PROMPT:
Find every line in the rows below that contains the word "dress" and copy it. Case counts.

Pointing dataset rows

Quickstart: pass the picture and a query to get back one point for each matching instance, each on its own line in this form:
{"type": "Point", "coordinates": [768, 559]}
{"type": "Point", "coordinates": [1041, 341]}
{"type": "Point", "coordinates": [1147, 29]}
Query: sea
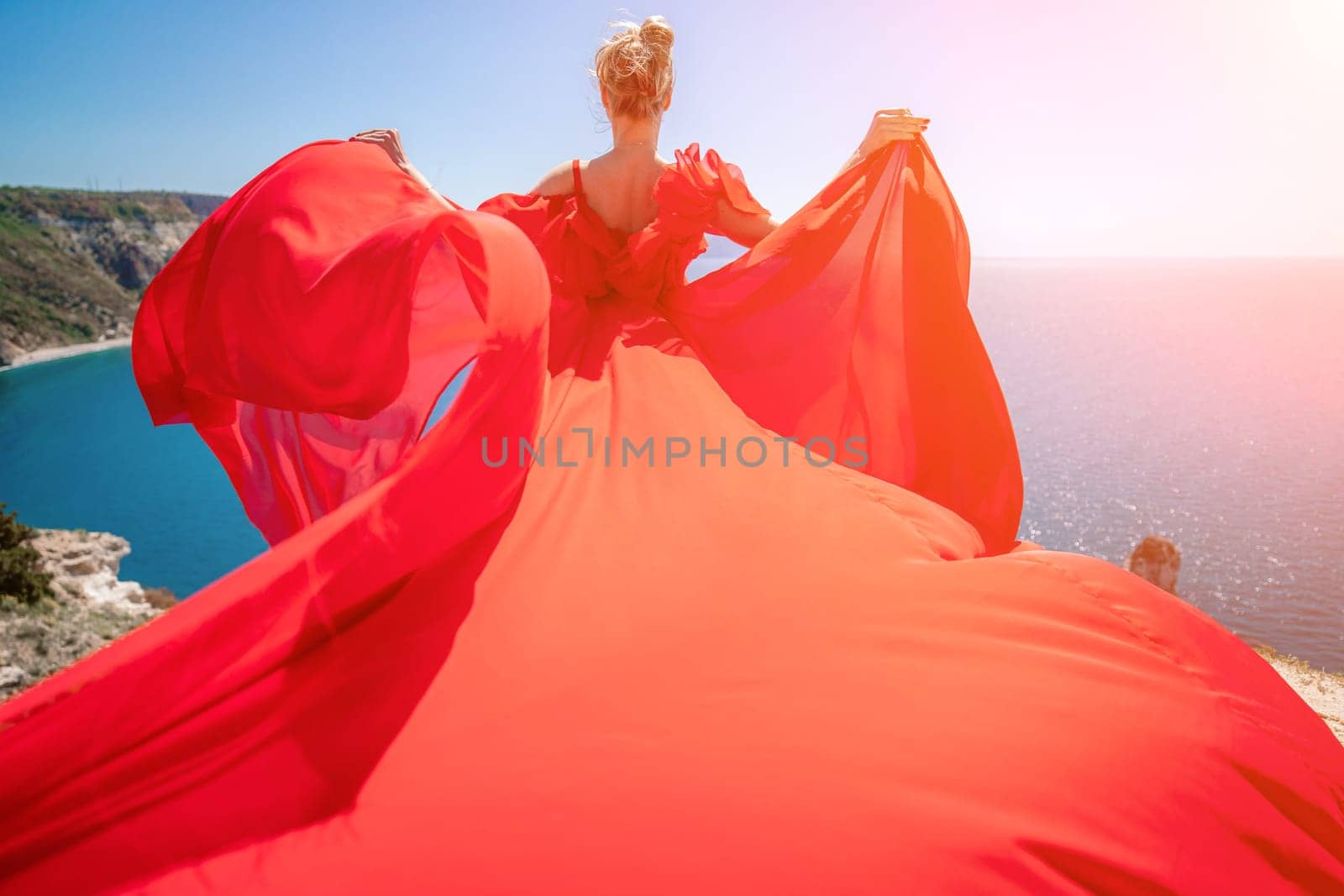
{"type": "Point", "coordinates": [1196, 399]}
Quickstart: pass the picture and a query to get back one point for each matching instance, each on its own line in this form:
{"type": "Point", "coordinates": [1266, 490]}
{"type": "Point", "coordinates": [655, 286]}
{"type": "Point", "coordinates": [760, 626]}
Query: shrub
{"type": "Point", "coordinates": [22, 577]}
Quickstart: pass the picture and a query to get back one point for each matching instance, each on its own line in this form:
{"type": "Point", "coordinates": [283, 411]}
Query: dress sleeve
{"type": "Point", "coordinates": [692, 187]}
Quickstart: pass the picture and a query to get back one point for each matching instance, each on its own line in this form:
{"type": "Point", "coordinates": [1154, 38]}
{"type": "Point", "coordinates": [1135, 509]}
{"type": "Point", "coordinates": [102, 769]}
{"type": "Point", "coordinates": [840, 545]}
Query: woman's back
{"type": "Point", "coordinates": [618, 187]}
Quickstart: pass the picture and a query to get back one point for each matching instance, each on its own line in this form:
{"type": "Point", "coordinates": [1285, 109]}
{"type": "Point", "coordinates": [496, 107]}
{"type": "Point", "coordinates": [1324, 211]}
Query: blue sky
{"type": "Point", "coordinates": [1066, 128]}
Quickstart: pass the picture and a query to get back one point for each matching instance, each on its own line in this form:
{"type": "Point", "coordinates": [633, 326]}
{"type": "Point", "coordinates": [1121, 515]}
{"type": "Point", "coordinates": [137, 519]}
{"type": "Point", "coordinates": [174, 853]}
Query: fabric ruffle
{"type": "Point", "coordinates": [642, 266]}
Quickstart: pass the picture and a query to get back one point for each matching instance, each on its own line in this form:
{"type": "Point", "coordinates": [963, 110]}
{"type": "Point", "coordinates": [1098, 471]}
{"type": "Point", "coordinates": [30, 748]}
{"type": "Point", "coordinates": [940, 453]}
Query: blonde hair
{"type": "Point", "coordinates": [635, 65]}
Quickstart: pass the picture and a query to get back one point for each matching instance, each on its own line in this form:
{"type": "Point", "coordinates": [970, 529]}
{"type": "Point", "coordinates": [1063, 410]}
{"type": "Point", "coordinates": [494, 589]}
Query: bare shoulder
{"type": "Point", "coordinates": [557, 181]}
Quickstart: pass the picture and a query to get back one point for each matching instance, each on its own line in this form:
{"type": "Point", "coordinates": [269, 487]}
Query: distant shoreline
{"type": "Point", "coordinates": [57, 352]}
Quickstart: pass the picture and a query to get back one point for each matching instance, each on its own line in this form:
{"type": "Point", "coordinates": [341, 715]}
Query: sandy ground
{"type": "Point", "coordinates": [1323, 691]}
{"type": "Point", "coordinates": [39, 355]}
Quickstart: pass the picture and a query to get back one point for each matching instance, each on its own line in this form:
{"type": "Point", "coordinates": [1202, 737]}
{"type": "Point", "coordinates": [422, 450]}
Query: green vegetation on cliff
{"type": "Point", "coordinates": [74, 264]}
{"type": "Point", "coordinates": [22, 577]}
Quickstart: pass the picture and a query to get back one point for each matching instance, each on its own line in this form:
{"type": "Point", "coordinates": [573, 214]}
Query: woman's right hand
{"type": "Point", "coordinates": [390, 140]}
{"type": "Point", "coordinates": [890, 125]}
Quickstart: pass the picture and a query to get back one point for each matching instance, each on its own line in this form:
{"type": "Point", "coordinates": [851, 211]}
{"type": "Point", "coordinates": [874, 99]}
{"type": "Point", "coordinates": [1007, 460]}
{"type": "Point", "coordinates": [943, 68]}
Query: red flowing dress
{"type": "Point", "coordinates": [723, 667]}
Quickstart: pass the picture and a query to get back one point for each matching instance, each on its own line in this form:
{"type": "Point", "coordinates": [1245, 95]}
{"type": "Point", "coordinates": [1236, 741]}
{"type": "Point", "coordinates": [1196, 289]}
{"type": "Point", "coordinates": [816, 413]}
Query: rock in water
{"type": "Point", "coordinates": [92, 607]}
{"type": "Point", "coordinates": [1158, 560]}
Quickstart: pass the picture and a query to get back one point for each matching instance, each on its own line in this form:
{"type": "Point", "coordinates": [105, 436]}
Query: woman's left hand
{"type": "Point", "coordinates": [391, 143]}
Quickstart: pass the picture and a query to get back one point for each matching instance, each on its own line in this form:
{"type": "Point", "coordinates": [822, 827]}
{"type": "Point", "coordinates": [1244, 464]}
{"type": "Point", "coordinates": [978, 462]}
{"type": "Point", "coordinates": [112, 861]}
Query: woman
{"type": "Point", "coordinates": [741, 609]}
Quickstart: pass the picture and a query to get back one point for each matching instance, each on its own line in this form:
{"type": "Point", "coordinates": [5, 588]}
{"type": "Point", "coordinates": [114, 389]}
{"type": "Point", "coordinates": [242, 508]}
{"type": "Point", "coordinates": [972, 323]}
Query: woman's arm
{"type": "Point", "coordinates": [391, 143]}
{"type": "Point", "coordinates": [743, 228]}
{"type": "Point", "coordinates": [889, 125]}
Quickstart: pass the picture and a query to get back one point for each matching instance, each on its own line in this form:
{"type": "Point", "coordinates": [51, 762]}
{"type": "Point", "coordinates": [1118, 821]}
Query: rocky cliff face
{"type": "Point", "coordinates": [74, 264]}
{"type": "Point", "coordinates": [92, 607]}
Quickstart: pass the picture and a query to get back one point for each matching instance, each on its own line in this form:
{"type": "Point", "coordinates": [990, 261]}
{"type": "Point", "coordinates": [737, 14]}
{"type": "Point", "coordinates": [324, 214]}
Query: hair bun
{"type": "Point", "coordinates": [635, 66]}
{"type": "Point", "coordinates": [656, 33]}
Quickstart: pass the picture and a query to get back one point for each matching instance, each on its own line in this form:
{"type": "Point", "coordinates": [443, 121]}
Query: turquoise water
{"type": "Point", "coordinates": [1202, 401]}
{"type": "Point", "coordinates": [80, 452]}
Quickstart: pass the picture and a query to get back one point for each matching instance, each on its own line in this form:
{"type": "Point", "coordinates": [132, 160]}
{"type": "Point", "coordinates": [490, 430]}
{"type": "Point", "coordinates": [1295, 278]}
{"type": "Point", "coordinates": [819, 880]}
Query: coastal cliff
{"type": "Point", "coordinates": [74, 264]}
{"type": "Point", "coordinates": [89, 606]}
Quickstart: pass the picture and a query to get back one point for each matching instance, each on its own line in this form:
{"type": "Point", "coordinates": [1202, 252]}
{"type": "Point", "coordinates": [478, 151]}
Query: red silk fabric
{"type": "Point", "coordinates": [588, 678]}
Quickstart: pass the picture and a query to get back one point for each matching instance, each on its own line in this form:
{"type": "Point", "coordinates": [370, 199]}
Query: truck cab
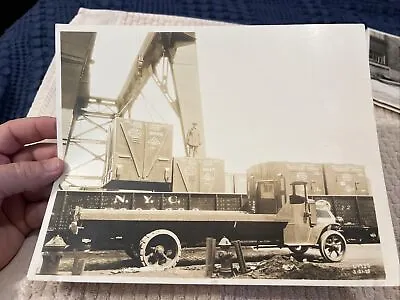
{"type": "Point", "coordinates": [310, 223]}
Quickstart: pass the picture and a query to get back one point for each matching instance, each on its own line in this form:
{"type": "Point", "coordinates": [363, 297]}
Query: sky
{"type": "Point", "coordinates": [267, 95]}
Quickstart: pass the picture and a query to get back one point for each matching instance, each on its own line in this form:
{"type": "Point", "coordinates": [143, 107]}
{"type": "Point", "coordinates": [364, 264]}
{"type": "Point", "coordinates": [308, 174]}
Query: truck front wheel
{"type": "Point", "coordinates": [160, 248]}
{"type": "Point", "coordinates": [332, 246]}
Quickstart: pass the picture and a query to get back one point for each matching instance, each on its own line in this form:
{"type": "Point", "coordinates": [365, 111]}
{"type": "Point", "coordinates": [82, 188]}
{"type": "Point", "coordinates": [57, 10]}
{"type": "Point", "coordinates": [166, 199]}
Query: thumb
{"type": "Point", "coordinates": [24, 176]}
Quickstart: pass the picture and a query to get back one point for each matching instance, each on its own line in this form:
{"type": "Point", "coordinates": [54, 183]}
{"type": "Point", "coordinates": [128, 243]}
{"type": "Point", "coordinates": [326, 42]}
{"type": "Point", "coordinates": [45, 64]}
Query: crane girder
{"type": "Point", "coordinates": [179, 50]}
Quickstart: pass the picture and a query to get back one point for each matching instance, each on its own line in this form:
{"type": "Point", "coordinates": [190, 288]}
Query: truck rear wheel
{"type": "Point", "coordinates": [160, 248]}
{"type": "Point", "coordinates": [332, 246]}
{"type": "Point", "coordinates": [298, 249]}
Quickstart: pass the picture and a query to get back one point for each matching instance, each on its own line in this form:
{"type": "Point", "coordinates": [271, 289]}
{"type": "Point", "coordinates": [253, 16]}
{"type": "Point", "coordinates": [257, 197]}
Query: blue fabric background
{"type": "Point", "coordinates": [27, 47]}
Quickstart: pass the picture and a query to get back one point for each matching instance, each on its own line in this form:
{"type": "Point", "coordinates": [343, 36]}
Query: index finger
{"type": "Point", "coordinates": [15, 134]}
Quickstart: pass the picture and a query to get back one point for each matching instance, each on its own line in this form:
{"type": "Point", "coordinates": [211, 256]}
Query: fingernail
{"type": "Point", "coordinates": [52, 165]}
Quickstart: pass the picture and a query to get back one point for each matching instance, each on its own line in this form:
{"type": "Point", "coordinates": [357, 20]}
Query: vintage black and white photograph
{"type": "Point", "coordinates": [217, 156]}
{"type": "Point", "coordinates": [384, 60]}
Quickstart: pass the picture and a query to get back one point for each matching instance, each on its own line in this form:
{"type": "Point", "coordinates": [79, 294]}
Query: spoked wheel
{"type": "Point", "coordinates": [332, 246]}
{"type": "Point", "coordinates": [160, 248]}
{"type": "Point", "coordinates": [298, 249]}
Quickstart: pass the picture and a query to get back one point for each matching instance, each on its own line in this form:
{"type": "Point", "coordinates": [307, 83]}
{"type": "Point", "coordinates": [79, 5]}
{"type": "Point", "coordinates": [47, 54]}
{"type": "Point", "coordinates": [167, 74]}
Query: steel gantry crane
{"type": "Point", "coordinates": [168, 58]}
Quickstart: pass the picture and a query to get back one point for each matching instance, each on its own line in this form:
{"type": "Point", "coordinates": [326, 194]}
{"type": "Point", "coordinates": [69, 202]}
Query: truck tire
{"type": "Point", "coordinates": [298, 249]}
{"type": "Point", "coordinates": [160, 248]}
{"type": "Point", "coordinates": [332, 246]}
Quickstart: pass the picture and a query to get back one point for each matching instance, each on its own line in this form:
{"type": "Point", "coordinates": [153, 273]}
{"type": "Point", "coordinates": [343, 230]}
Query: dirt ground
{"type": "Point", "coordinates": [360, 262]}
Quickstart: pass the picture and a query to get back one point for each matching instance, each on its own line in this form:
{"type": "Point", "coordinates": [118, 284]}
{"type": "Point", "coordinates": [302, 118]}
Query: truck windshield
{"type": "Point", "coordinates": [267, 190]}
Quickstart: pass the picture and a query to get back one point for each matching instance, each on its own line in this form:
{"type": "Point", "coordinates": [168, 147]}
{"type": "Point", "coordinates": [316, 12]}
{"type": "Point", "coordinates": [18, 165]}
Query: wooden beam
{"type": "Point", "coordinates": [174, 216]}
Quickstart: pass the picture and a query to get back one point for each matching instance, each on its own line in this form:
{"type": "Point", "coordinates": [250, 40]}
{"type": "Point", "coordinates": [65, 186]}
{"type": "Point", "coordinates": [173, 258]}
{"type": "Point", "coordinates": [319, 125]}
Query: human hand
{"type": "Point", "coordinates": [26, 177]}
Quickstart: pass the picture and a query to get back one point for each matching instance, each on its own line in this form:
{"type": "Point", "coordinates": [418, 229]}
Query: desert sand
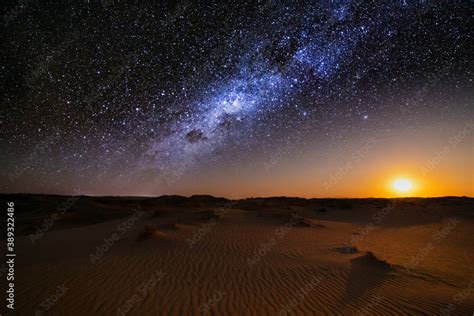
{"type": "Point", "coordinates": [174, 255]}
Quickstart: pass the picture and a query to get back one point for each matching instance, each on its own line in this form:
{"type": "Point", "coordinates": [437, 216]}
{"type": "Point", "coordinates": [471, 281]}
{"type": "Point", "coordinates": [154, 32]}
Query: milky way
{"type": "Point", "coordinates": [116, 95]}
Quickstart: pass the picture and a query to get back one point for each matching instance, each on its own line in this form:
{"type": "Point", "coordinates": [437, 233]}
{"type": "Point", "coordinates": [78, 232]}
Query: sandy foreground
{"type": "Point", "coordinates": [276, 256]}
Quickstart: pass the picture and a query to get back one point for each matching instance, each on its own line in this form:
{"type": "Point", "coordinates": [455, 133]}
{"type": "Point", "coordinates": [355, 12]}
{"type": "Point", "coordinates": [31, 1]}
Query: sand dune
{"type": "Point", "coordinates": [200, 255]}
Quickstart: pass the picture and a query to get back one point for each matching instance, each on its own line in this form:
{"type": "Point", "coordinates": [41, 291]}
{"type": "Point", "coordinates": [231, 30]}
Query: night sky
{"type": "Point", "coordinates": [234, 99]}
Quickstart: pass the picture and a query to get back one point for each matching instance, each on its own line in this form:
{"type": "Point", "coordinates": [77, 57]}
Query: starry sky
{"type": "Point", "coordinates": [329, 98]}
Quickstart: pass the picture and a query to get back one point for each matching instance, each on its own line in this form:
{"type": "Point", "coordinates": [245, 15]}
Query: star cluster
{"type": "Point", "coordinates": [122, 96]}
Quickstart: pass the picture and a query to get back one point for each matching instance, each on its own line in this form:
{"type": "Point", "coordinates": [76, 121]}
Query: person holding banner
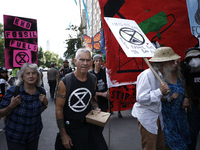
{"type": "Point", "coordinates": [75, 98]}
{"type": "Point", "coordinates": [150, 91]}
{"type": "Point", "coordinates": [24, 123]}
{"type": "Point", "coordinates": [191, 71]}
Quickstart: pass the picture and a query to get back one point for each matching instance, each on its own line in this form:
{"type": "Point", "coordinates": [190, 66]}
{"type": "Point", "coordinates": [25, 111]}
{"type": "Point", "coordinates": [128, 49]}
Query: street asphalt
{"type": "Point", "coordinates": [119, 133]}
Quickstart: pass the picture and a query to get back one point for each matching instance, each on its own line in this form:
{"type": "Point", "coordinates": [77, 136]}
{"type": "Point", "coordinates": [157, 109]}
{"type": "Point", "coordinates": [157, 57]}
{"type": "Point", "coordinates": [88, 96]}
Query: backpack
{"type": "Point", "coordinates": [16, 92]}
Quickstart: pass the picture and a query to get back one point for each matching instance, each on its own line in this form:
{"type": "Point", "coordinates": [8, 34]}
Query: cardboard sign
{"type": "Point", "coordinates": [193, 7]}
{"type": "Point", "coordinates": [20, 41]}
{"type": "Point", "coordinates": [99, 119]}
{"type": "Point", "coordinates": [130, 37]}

TASK ANSWER:
Query: dress sleeve
Query: red flowing dress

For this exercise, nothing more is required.